▶ **INSTRUCTIONS TO FOLLOW**
Please return the lines below verbatim, beginning at the one that has "compact form (613,781)." and stopping after the one that has "compact form (464,351).", and add no other lines.

START DATA PROVIDED

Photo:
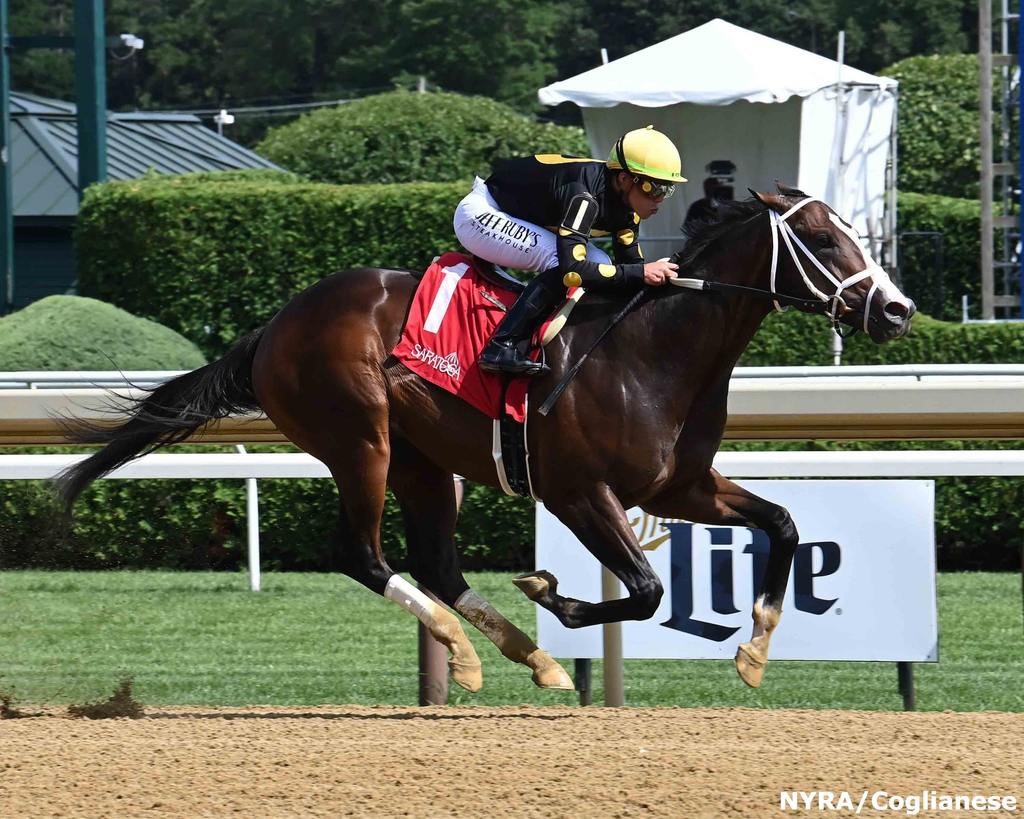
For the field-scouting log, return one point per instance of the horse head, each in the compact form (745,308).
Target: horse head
(818,253)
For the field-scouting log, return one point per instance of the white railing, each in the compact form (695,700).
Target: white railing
(250,467)
(846,401)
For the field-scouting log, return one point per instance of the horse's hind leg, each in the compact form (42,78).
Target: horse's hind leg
(426,494)
(360,476)
(718,500)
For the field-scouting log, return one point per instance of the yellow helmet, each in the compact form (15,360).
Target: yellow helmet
(647,153)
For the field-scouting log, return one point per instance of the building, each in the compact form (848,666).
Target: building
(44,160)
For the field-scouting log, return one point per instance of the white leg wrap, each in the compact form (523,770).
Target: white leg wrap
(412,599)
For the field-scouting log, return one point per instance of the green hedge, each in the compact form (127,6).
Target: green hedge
(214,261)
(409,137)
(938,124)
(201,524)
(102,337)
(936,276)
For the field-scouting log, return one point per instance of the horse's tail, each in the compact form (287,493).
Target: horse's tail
(167,415)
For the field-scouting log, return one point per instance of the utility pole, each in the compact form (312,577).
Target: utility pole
(6,190)
(90,92)
(985,86)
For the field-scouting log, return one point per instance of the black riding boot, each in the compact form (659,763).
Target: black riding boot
(507,350)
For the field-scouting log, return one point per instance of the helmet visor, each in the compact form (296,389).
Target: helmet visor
(654,188)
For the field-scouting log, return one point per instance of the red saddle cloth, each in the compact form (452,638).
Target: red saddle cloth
(449,324)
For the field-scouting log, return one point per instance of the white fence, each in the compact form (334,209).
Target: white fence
(766,402)
(848,402)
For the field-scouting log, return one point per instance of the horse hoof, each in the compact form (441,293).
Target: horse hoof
(468,675)
(554,678)
(537,584)
(547,672)
(751,664)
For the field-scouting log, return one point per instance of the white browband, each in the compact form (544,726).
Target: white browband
(836,303)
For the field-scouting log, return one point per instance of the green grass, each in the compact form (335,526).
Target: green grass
(313,639)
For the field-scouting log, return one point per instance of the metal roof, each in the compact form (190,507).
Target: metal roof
(44,152)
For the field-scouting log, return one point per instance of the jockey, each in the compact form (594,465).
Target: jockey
(539,213)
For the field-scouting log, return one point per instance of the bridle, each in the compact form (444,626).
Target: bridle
(833,306)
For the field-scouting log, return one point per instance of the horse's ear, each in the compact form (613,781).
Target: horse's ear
(788,190)
(769,200)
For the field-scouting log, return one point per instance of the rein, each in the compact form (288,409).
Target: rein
(833,306)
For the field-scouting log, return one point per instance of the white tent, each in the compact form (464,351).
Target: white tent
(723,92)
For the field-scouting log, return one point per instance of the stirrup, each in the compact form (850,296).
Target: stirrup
(508,360)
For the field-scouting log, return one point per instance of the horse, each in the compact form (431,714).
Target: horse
(638,426)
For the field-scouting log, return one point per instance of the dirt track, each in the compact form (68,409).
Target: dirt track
(494,762)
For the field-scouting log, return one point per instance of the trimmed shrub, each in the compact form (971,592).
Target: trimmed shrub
(408,137)
(216,261)
(74,333)
(938,124)
(935,275)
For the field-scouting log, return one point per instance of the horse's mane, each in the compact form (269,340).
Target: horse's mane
(700,233)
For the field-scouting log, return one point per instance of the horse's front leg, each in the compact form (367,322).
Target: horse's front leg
(599,522)
(717,500)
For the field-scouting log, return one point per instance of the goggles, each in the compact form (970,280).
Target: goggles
(654,188)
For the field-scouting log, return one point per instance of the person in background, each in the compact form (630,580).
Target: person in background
(718,187)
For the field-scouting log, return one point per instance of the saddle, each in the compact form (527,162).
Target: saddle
(458,304)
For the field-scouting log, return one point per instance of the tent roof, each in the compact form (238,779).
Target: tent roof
(713,65)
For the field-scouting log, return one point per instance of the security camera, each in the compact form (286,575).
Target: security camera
(132,42)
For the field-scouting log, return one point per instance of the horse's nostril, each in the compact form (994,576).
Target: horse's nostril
(897,310)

END DATA PROVIDED

▶ **TASK RESULT**
For the field-scouting log, return one point per instance of the horse's ear, each in the compact form (613,781).
Target: horse's ear
(788,190)
(769,200)
For the field-scouting log, return one point per instance of the rein, each in the compact form (288,409).
Target: rein
(833,306)
For the field-scouting log, return one point per instance of the white tent, each in the compact form (464,351).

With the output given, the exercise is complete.